> [What is asked] Write out the lines again with no changes, starting with the line that contains "[outline] green leather inset top" and going on through the line that contains "[[[1083,66],[792,32],[122,143],[392,233]]]".

> [Rows]
☆ ☆ ☆ ☆

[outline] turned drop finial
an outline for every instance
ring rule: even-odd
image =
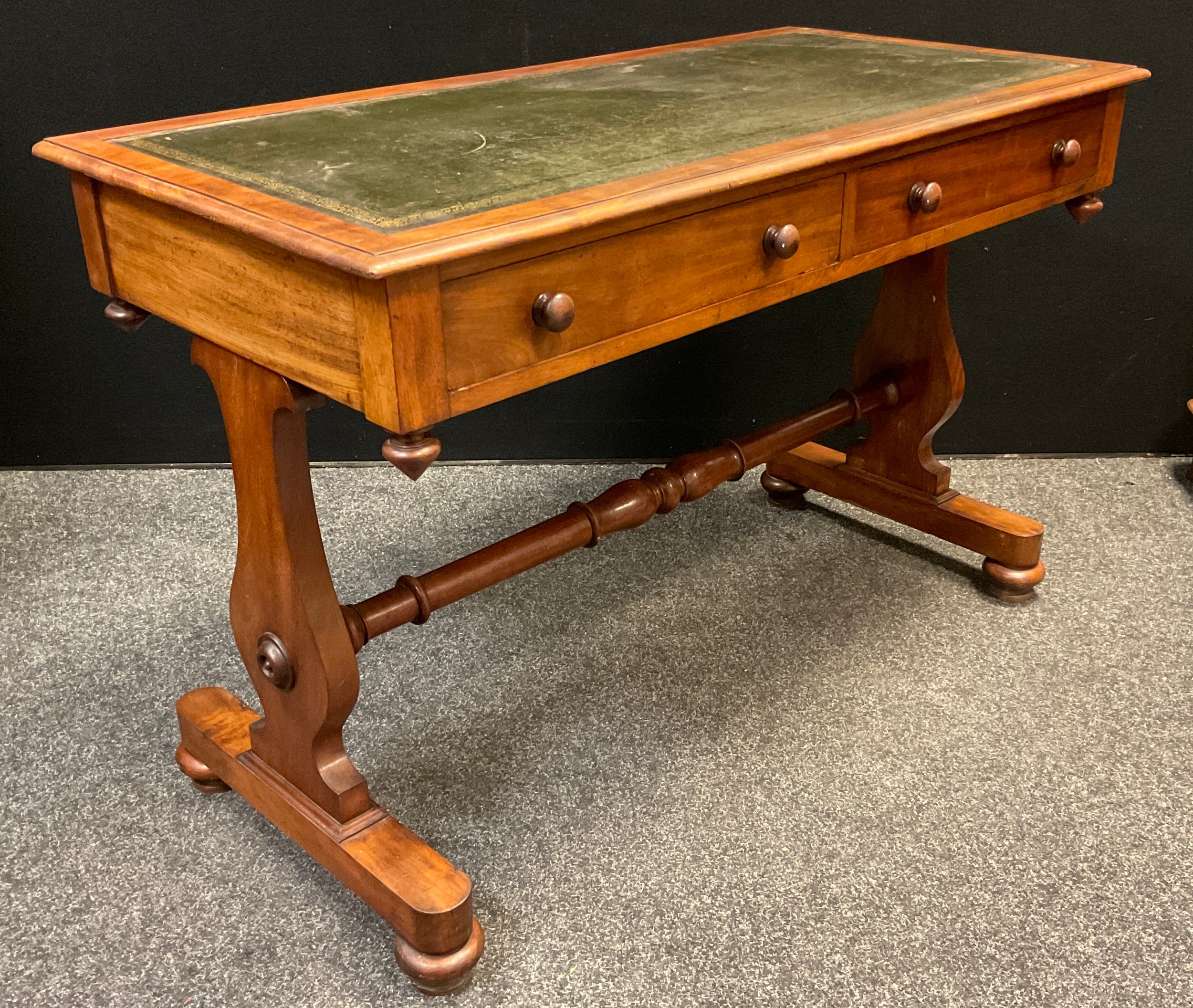
[[[1078,224],[1084,224],[1090,217],[1101,211],[1102,202],[1098,198],[1096,193],[1092,192],[1088,196],[1078,196],[1068,200],[1064,204],[1064,209],[1073,215],[1074,221]]]
[[[394,434],[381,446],[385,460],[397,466],[412,480],[418,480],[427,471],[431,463],[439,458],[443,445],[438,438],[432,438],[427,431],[413,431],[409,434]]]
[[[129,304],[126,301],[113,297],[107,302],[107,308],[104,309],[104,317],[118,329],[124,329],[125,333],[135,333],[144,324],[146,319],[149,317],[149,313],[143,308],[137,308],[135,304]]]

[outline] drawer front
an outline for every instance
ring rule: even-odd
[[[486,378],[663,322],[828,266],[841,237],[843,177],[680,217],[443,285],[447,385]],[[772,224],[795,224],[790,259],[768,255]],[[561,333],[532,317],[540,293],[567,293],[575,319]]]
[[[1098,171],[1105,104],[911,154],[858,172],[852,252],[869,252],[1031,196],[1090,178]],[[1081,156],[1055,163],[1052,146],[1076,140]],[[916,183],[940,186],[933,212],[913,210]]]

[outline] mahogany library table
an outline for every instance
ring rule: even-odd
[[[766,465],[984,557],[1030,599],[1043,526],[958,494],[932,453],[964,378],[948,242],[1114,172],[1146,70],[808,29],[334,94],[45,140],[72,172],[91,284],[131,330],[194,334],[236,486],[231,625],[264,716],[178,701],[178,763],[234,789],[396,932],[428,994],[484,947],[471,883],[372,802],[344,749],[357,653],[449,602]],[[432,426],[884,266],[853,388],[341,605],[307,457],[324,397],[392,432],[412,480]],[[843,453],[816,437],[867,419]]]

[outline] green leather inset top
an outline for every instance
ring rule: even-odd
[[[1083,66],[792,32],[122,143],[392,233]]]

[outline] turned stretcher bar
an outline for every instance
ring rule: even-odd
[[[359,651],[373,637],[407,623],[426,623],[435,610],[482,588],[581,546],[595,546],[613,532],[637,528],[684,501],[699,500],[722,483],[740,480],[755,465],[898,401],[898,382],[879,376],[857,391],[836,392],[820,406],[743,438],[682,454],[666,468],[648,469],[587,503],[576,501],[562,514],[418,577],[403,574],[392,588],[342,607],[352,645]]]

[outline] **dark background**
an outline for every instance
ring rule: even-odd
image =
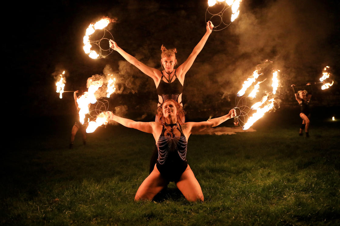
[[[115,51],[105,58],[90,58],[82,49],[85,30],[103,16],[116,19],[108,29],[118,45],[160,69],[162,44],[177,48],[180,64],[203,36],[207,2],[62,1],[17,6],[6,20],[13,26],[8,41],[3,43],[10,56],[5,65],[10,78],[5,81],[11,81],[8,109],[23,112],[25,125],[75,117],[72,94],[59,98],[54,75],[66,70],[65,90],[85,90],[88,78],[110,72],[116,75],[117,91],[109,99],[109,110],[152,120],[158,100],[152,79]],[[280,111],[299,107],[290,84],[317,82],[324,67],[330,66],[335,84],[325,90],[313,85],[311,103],[312,108],[332,109],[338,115],[339,6],[335,0],[244,0],[238,18],[212,33],[186,74],[183,99],[187,118],[226,113],[236,106],[243,81],[267,59],[281,72]]]

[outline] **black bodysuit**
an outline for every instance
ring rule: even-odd
[[[309,111],[309,101],[305,101],[303,99],[301,99],[301,102],[300,104],[300,113],[303,113],[306,116],[310,114]]]
[[[177,129],[181,136],[164,136],[166,129],[163,126],[162,133],[157,141],[158,159],[156,163],[160,175],[168,181],[176,182],[188,166],[187,162],[187,139],[180,125]]]
[[[175,80],[172,82],[171,82],[174,76],[176,77]],[[164,81],[163,77],[165,78],[167,82]],[[157,87],[157,94],[162,97],[163,99],[162,103],[158,102],[160,105],[162,105],[166,100],[171,99],[178,102],[178,98],[183,92],[183,86],[177,78],[177,76],[176,74],[176,70],[170,80],[167,78],[163,74],[163,72],[162,72],[162,77],[160,78],[160,81]],[[181,104],[182,103],[182,101],[181,101],[179,103]]]

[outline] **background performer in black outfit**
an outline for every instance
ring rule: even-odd
[[[302,124],[300,128],[299,135],[302,136],[304,129],[306,130],[306,136],[309,137],[309,117],[310,117],[310,112],[309,110],[309,101],[312,96],[312,90],[310,83],[307,83],[306,85],[308,90],[307,92],[306,90],[299,90],[297,92],[295,91],[295,85],[292,84],[291,86],[293,88],[294,92],[295,99],[298,101],[300,105],[300,117],[302,119]]]
[[[188,201],[203,201],[204,198],[201,186],[187,162],[187,141],[190,135],[216,126],[236,115],[232,109],[228,114],[207,121],[182,124],[181,115],[183,114],[179,104],[173,100],[166,100],[158,108],[158,122],[135,121],[121,118],[112,112],[109,120],[123,126],[146,133],[152,133],[156,141],[158,159],[153,170],[139,186],[135,200],[152,200],[155,196],[173,181]],[[164,123],[161,122],[164,121]]]

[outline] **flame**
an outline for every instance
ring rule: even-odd
[[[256,109],[256,112],[249,117],[248,121],[244,124],[242,129],[244,130],[248,130],[255,122],[262,117],[264,115],[265,113],[273,108],[274,106],[274,98],[270,99],[269,101],[270,102],[270,103],[267,105],[262,108],[257,108]]]
[[[262,97],[262,100],[260,102],[255,103],[253,104],[253,106],[252,106],[250,108],[253,110],[257,109],[260,106],[262,106],[263,104],[264,104],[265,102],[267,101],[268,99],[268,95],[267,94],[266,96],[265,96]]]
[[[237,96],[243,96],[245,92],[245,91],[247,90],[248,88],[255,81],[259,76],[262,75],[262,73],[258,74],[258,70],[255,70],[253,72],[253,76],[247,79],[246,81],[243,82],[243,84],[242,85],[242,89],[241,89],[237,93]]]
[[[273,83],[272,83],[272,87],[273,87],[273,94],[276,94],[276,91],[278,86],[278,80],[277,79],[277,75],[279,70],[275,71],[273,72]]]
[[[248,78],[247,81],[244,81],[243,85],[243,87],[237,93],[237,96],[240,96],[244,94],[247,89],[251,85],[254,81],[260,75],[262,74],[258,74],[258,70],[256,70],[253,72],[252,77],[251,77]],[[271,92],[271,93],[273,95],[276,94],[276,91],[278,87],[278,79],[277,78],[278,75],[279,70],[274,71],[273,72],[273,83],[272,84],[272,87],[273,87],[273,91]],[[251,97],[253,98],[255,97],[256,92],[257,92],[259,84],[265,80],[260,82],[258,82],[257,84],[255,85],[254,87],[254,89],[251,93],[248,96],[249,97]],[[261,106],[265,105],[265,103],[267,101],[268,96],[270,93],[267,94],[262,98],[262,99],[260,101],[255,103],[252,106],[251,108],[252,110],[256,110],[256,112],[250,117],[248,119],[248,121],[244,124],[242,128],[244,130],[247,130],[253,125],[256,121],[261,118],[265,113],[269,111],[272,109],[274,107],[274,102],[275,100],[273,97],[268,101],[269,102],[266,105],[265,105],[262,108],[260,108]]]
[[[322,86],[321,87],[321,89],[322,90],[325,90],[327,89],[328,89],[332,86],[333,86],[333,84],[334,83],[334,81],[332,81],[332,83],[330,84],[329,82],[327,83],[325,83],[324,84],[322,85]]]
[[[57,87],[56,92],[60,94],[59,98],[60,99],[63,98],[63,93],[64,93],[64,88],[65,87],[65,83],[66,82],[66,80],[63,76],[65,74],[65,71],[64,71],[60,75],[60,79],[55,83],[55,86]]]
[[[88,91],[84,92],[83,95],[77,99],[78,107],[80,109],[79,113],[79,120],[82,124],[84,124],[85,115],[89,112],[89,107],[90,104],[95,103],[97,102],[95,93],[103,86],[104,83],[103,78],[96,81],[94,81],[92,78],[91,77],[87,79],[86,86],[88,88]],[[107,97],[109,97],[111,94],[116,90],[114,85],[115,81],[115,78],[111,77],[109,79],[106,90],[107,93]],[[107,124],[108,118],[110,116],[109,112],[102,112],[97,116],[95,120],[89,121],[88,126],[86,128],[86,132],[92,133],[98,127]]]
[[[209,7],[214,6],[217,2],[225,2],[227,5],[232,7],[232,16],[230,18],[231,21],[232,22],[235,20],[240,14],[240,3],[242,0],[208,0],[208,5]]]
[[[227,3],[227,4],[228,5],[230,6],[233,4],[233,3],[234,3],[234,0],[225,0],[225,3]]]
[[[232,22],[237,18],[240,14],[240,10],[238,8],[240,7],[240,3],[241,1],[242,0],[235,0],[232,5],[232,12],[233,14],[230,20]]]
[[[83,39],[83,42],[84,44],[83,49],[85,53],[88,55],[91,58],[96,59],[99,56],[99,55],[94,50],[91,50],[92,46],[90,42],[90,36],[93,34],[96,30],[105,28],[110,22],[113,21],[113,20],[110,19],[108,17],[103,17],[96,23],[91,23],[89,25],[88,27],[86,29],[85,36]]]
[[[102,125],[106,125],[108,122],[110,117],[109,112],[102,112],[97,116],[96,121],[92,121],[89,123],[88,126],[86,129],[86,132],[92,133],[99,127]]]
[[[210,7],[216,4],[216,0],[208,0],[208,5]]]
[[[109,75],[110,75],[109,74]],[[110,78],[107,82],[107,89],[106,90],[106,93],[107,95],[106,95],[107,97],[109,97],[111,94],[113,93],[116,91],[116,88],[115,87],[115,82],[116,82],[116,78],[113,79]]]
[[[320,81],[323,81],[329,78],[330,75],[330,74],[327,72],[322,72],[322,76],[320,78]]]
[[[95,96],[95,92],[103,85],[103,79],[101,78],[99,80],[93,81],[91,78],[87,79],[86,86],[88,88],[87,92],[79,97],[77,99],[78,107],[80,109],[79,111],[79,120],[82,124],[84,124],[85,115],[89,112],[89,105],[90,103],[95,103],[97,100]]]
[[[253,98],[255,98],[256,97],[256,94],[258,92],[259,88],[260,88],[260,84],[262,83],[266,79],[262,81],[257,82],[257,83],[256,83],[256,85],[254,86],[254,89],[253,90],[253,91],[250,92],[249,95],[248,95],[248,96],[253,97]]]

☆ ☆ ☆ ☆

> [Solution below]
[outline] green leather inset top
an outline for every instance
ring rule: even-odd
[[[1083,66],[792,32],[122,143],[392,233]]]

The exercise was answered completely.